What you need to do - Extract every line of the rows below that contains the string "cabinet". Matching is case-sensitive.

_ _ _ _ _

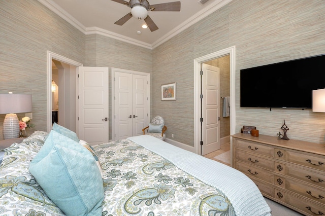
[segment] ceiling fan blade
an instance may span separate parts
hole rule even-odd
[[[113,2],[117,2],[117,3],[122,4],[123,5],[125,5],[129,7],[130,4],[128,2],[125,1],[124,0],[112,0]]]
[[[150,5],[152,11],[180,11],[181,2],[174,2],[168,3],[158,4]]]
[[[150,29],[150,31],[153,31],[158,29],[158,26],[157,26],[149,16],[147,16],[147,17],[146,17],[144,19],[144,21],[147,23],[147,25],[148,25],[148,27],[149,27],[149,29]]]
[[[132,14],[131,13],[126,14],[125,16],[122,17],[121,19],[114,22],[114,24],[119,25],[123,25],[127,20],[130,19],[132,17]]]

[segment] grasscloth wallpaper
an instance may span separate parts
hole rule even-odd
[[[236,132],[243,125],[253,125],[261,134],[276,136],[285,119],[289,138],[324,142],[325,114],[242,109],[239,103],[241,69],[325,53],[321,0],[234,0],[155,49],[154,88],[177,82],[176,101],[160,101],[158,89],[153,92],[153,112],[166,117],[168,136],[172,132],[178,141],[193,146],[193,59],[233,46]]]
[[[47,51],[84,63],[85,36],[37,1],[0,1],[0,93],[31,94],[35,127],[28,134],[46,131]]]
[[[289,138],[323,142],[325,114],[239,107],[240,69],[325,53],[323,0],[233,0],[153,50],[86,36],[36,0],[0,4],[0,93],[32,94],[34,129],[46,128],[49,50],[85,66],[110,67],[110,73],[111,67],[150,73],[151,117],[164,117],[168,138],[173,133],[176,141],[193,146],[193,60],[235,46],[236,132],[248,125],[275,135],[285,119]],[[161,101],[161,85],[174,82],[177,100]]]

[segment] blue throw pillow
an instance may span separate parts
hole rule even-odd
[[[164,124],[156,125],[152,123],[149,123],[149,130],[148,132],[149,133],[162,133]]]
[[[60,133],[62,135],[68,136],[70,138],[73,139],[77,142],[79,141],[79,138],[78,138],[78,136],[77,135],[77,134],[76,133],[69,130],[68,128],[66,128],[63,126],[58,125],[55,122],[52,126],[52,129],[53,130],[55,130],[58,133]]]
[[[101,172],[85,148],[52,130],[29,165],[49,198],[67,215],[101,215]]]

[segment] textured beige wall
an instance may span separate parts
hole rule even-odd
[[[236,132],[248,125],[275,136],[285,119],[289,138],[323,142],[325,114],[239,107],[241,69],[325,53],[322,0],[234,0],[155,49],[152,114],[166,118],[167,137],[173,133],[176,140],[193,146],[193,59],[233,46]],[[160,85],[173,82],[177,100],[161,101]]]
[[[152,52],[151,50],[148,49],[100,35],[91,34],[86,36],[86,65],[109,67],[110,120],[112,119],[112,67],[151,74]],[[150,79],[152,79],[152,76],[150,75]],[[152,88],[152,86],[150,87]],[[109,138],[112,139],[112,121],[109,121]]]
[[[84,63],[85,37],[36,0],[0,1],[0,93],[31,94],[35,127],[27,133],[46,131],[47,51]]]
[[[151,117],[163,116],[167,137],[174,133],[175,140],[193,146],[193,59],[236,46],[236,131],[250,125],[275,135],[285,119],[289,138],[323,141],[325,114],[239,107],[240,69],[325,53],[323,0],[233,0],[153,51],[85,36],[36,0],[0,0],[0,93],[32,94],[33,129],[46,129],[50,50],[86,66],[152,71]],[[161,101],[161,85],[174,82],[177,100]]]
[[[32,95],[36,127],[28,129],[28,134],[47,130],[47,50],[85,66],[109,67],[110,88],[112,67],[152,71],[151,50],[101,35],[86,36],[36,0],[0,0],[0,93]],[[110,106],[110,93],[109,100]],[[24,114],[18,116],[21,119]],[[0,115],[0,140],[5,116]]]

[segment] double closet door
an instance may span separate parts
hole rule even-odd
[[[150,116],[149,74],[112,68],[112,75],[113,139],[141,135]]]

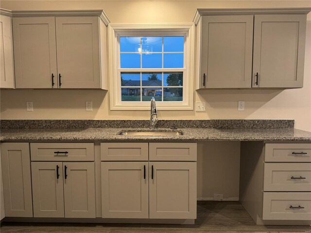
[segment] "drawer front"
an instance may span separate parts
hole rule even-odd
[[[94,161],[93,143],[31,143],[33,161]]]
[[[263,205],[262,220],[311,220],[311,193],[265,192]]]
[[[311,164],[265,163],[263,191],[311,192]]]
[[[311,143],[266,143],[265,161],[311,162]]]
[[[196,143],[150,143],[149,160],[196,161]]]
[[[101,143],[102,161],[147,161],[148,144],[148,143]]]

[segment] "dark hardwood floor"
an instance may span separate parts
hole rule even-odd
[[[194,225],[3,222],[0,232],[52,233],[311,233],[310,226],[258,226],[238,201],[198,201]]]

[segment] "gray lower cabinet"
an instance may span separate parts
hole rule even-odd
[[[5,216],[32,217],[29,144],[1,144]]]
[[[150,143],[149,161],[148,143],[101,148],[103,218],[196,218],[196,143]]]
[[[149,218],[196,218],[196,162],[150,162],[149,170]]]
[[[102,163],[102,216],[148,218],[148,162]]]
[[[34,216],[95,217],[94,162],[32,162]]]

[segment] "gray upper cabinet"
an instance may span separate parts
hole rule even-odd
[[[311,10],[198,9],[196,89],[302,87]]]
[[[103,11],[13,14],[17,88],[107,89]]]
[[[12,12],[0,9],[0,88],[14,88]]]
[[[255,15],[253,87],[302,87],[306,20],[306,15]]]
[[[55,17],[13,22],[16,88],[57,88]]]
[[[200,84],[250,87],[253,16],[204,16],[202,20]]]

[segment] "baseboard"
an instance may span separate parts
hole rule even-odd
[[[222,200],[214,200],[213,198],[198,198],[197,200],[213,200],[215,201],[239,201],[239,197],[224,198]]]
[[[5,217],[3,222],[69,223],[136,223],[160,224],[194,224],[195,219],[151,219],[149,218],[68,218],[63,217]]]

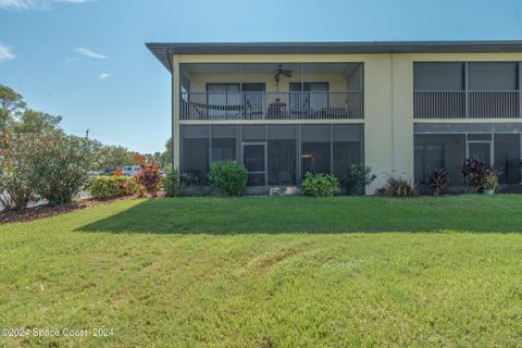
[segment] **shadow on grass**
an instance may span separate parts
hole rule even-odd
[[[522,197],[154,199],[77,228],[152,234],[522,231]]]

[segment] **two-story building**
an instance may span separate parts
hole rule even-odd
[[[436,167],[464,186],[480,157],[517,189],[522,41],[147,44],[172,75],[173,165],[204,183],[243,163],[250,189],[341,178],[351,163],[422,188]]]

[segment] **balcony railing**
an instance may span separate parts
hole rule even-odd
[[[415,119],[522,117],[519,90],[422,90],[413,92]]]
[[[183,92],[181,120],[364,117],[363,92]]]

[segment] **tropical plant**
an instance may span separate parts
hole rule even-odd
[[[100,147],[96,140],[61,133],[46,137],[34,166],[36,192],[50,204],[71,203],[99,166]]]
[[[0,147],[0,203],[5,210],[23,210],[36,200],[35,164],[41,150],[40,137],[4,134]]]
[[[486,182],[484,184],[484,189],[488,191],[494,191],[498,186],[498,175],[490,173],[486,175]]]
[[[448,187],[448,172],[443,167],[437,167],[430,175],[430,188],[433,195],[438,196]]]
[[[339,188],[339,181],[328,174],[307,173],[302,181],[302,194],[309,197],[328,197],[333,196]]]
[[[142,156],[138,156],[137,160],[140,163],[140,170],[136,175],[136,183],[140,185],[147,194],[156,197],[161,181],[163,179],[161,167],[153,161],[147,161]]]
[[[166,173],[163,178],[162,186],[166,197],[176,197],[182,195],[182,181],[177,170]]]
[[[247,169],[235,161],[213,162],[210,166],[210,186],[221,196],[243,196],[247,178]]]
[[[415,197],[419,195],[415,184],[407,177],[388,175],[386,185],[377,188],[377,196],[385,197]]]
[[[477,157],[465,159],[461,167],[464,181],[468,183],[468,191],[482,192],[485,189],[486,179],[489,174],[500,175],[500,170],[488,165]]]
[[[363,195],[364,188],[370,186],[377,176],[372,173],[370,165],[351,164],[350,171],[344,179],[346,192],[348,195]]]
[[[136,194],[137,188],[134,178],[123,175],[100,175],[87,185],[87,190],[97,199],[130,196]]]

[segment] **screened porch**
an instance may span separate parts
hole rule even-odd
[[[307,172],[343,179],[362,163],[361,124],[182,125],[181,171],[206,185],[210,164],[235,160],[248,186],[298,185]]]
[[[450,191],[463,191],[461,166],[465,159],[477,157],[500,169],[501,189],[520,190],[521,124],[415,124],[414,179],[428,190],[435,169],[448,172]]]

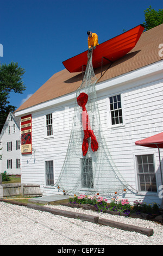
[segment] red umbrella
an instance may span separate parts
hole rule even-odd
[[[146,139],[137,141],[135,142],[136,145],[139,146],[148,147],[149,148],[158,148],[159,155],[159,161],[161,171],[161,182],[162,185],[162,174],[161,164],[161,157],[160,153],[160,149],[163,148],[163,132],[153,135],[151,137],[148,137]]]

_ _ _ _ _

Complete response -
[segment] "gray lower cabinet"
[segment] "gray upper cabinet"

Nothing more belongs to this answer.